(Image point annotation entries)
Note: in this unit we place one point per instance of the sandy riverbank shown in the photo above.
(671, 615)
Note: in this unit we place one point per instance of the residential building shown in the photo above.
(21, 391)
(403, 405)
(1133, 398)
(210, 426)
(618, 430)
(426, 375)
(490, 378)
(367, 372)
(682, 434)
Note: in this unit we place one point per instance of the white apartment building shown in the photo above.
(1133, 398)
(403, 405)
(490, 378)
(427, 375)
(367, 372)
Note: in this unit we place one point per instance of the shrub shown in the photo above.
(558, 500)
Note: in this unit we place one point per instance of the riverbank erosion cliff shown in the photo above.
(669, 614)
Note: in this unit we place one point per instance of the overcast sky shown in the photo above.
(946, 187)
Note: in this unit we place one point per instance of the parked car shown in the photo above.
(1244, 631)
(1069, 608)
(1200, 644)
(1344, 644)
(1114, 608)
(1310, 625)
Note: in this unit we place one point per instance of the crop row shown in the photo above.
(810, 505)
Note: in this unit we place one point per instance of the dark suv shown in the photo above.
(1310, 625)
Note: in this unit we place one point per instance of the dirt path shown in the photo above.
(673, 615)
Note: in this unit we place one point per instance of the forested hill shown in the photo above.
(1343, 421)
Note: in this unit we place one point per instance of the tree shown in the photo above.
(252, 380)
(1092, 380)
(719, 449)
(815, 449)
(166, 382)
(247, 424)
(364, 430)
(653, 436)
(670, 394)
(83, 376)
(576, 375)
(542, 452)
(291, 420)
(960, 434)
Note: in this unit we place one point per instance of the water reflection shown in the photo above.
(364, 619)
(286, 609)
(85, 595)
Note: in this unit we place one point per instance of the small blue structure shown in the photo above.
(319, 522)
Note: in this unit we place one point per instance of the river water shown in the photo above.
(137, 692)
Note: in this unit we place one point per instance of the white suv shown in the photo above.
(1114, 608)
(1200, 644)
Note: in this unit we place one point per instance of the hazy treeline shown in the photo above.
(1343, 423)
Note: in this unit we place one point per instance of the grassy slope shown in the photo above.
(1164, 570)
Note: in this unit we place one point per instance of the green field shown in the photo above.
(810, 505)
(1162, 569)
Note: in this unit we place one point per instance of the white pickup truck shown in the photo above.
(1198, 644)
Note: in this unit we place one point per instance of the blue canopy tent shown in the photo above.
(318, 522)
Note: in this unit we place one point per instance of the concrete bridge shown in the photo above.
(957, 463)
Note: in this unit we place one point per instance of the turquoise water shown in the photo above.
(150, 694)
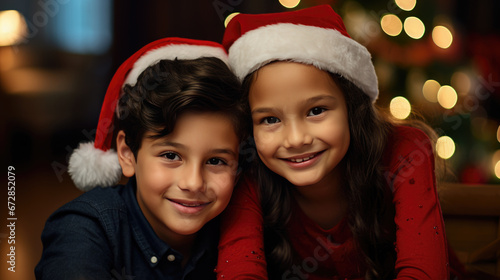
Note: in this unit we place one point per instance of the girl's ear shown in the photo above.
(125, 155)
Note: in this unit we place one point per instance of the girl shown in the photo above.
(338, 190)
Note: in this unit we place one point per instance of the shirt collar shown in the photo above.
(153, 248)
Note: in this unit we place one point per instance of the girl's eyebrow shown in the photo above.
(308, 101)
(262, 110)
(319, 98)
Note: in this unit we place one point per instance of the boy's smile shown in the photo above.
(186, 178)
(300, 122)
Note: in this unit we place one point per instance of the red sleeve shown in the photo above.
(420, 237)
(241, 253)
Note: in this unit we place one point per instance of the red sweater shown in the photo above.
(329, 254)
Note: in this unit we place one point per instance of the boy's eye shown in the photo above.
(216, 161)
(270, 120)
(316, 111)
(171, 156)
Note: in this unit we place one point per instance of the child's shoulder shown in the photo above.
(404, 141)
(407, 137)
(98, 200)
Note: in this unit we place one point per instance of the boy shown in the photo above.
(175, 105)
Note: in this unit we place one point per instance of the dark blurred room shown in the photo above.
(438, 60)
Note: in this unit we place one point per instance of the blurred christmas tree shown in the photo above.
(441, 60)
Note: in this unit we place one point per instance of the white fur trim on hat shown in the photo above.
(90, 167)
(324, 48)
(171, 52)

▶ **WRITTEN TASK**
Update all of the data above by putting "in this batch" wherever "in this unit" appears, with everything else kept the same. Leave the pictures out of your answer.

▶ **RESULT**
Note: in this batch we place one point per instance of the sandy riverbank shown in the photo above.
(671, 615)
Note: in this batch we place one point per instance of the residential building shown in the photo above.
(21, 391)
(403, 405)
(1133, 398)
(210, 426)
(618, 430)
(426, 375)
(490, 378)
(367, 372)
(682, 434)
Note: in this batch we place one point per instance of the white apartment building shown in the photo above.
(1133, 398)
(403, 405)
(490, 378)
(427, 375)
(367, 372)
Note: in this batch we place one point per instance of the shrub shown in the photo above.
(558, 500)
Note: in this batch we place one point per instance of the riverbank erosion cliff shown in the photo above.
(669, 614)
Note: in this batch we place one point per instance of the overcast sky shown in the photo above.
(946, 187)
Note: in this batch we place one point per instance of the parked car shown in the photo above.
(1244, 631)
(1069, 608)
(1200, 644)
(1344, 644)
(1114, 608)
(1310, 625)
Note: in this batch we place one point per instance of the crop row shown in the photo above.
(810, 505)
Note: in this batch we place one point per instance of the dark suv shown in the photo above.
(1310, 625)
Note: in this batch we place one point per instance of the dirt path shown in the photo above.
(673, 615)
Note: in this batch we place one point per instance of the forested hill shown in the photo above.
(1343, 421)
Note: in this batch we place one point per instance of the tree shown in the photo above.
(252, 380)
(1092, 380)
(719, 449)
(815, 449)
(166, 382)
(247, 424)
(364, 430)
(653, 436)
(670, 394)
(83, 376)
(576, 375)
(542, 452)
(291, 420)
(960, 434)
Note: in this batch we place one point per instance of the water reflection shown in the photo above.
(364, 619)
(286, 609)
(85, 595)
Note: in this batch we place one point per instance of the small blue structure shown in the photo above.
(319, 522)
Note: in this batch we place one point per instance of the river water shown in the photo above.
(137, 692)
Note: in this batch we place one point per instance of the white suv shown in the photo above.
(1114, 608)
(1200, 644)
Note: in this batch we place one point per instance of the hazy treeline shown in the photo above.
(1343, 423)
Note: in this batch we place one point per instance of the grassy slope shown in the photo above.
(1164, 570)
Note: in this batch we place one point per instance of the green field shown in the photo above.
(810, 505)
(1162, 569)
Note: in this batch we place one point per instance of the white pickup truck shown in the photo above.
(1198, 644)
Note: in this batch we place one point per instance of the blue canopy tent shown in the photo above.
(318, 522)
Note: in this batch we place one point per instance of the concrete bridge shown in the photo above.
(957, 463)
Note: in this batch we place one point per instance of the turquoise water shown in the photo above.
(150, 694)
Note: in this batch we place one point per instance of the girl's ear shown in the photo above.
(125, 155)
Note: in this batch we place one point per instance of the girl shown in the photo above.
(338, 190)
Note: in this batch we place one point per instance of the shirt collar shown in the photo above.
(153, 248)
Note: in this batch we place one point per instance of the girl's eyebrow shown in the photo above.
(308, 101)
(262, 110)
(319, 98)
Note: in this batch we place one point per instance of the boy's smile shown in the photo above.
(186, 178)
(300, 122)
Note: in this batch we place one point per instance of the red sleeve shown in the photo above.
(420, 237)
(241, 253)
Note: in this batch we place one point per instance of the red sweater shown in the photo above.
(329, 254)
Note: in this batch we place one point per instance of the boy's eye shown in the photo above.
(216, 161)
(270, 120)
(316, 111)
(171, 156)
Note: in this batch we place one point per instance of the child's shoulder shown in the photo above.
(404, 141)
(407, 137)
(98, 200)
Note: in this batch we place one point per instance of the boy shown in the photo above.
(175, 105)
Note: in this batch we place one point per instance of the dark blurred room shown in the photo above.
(438, 60)
Note: in this batch we place one point per instance of the blurred christmas tree shown in the photo above.
(441, 60)
Note: in this batch we place one point per instance of the white fur trim on hat shown in the photo above.
(90, 167)
(324, 48)
(171, 52)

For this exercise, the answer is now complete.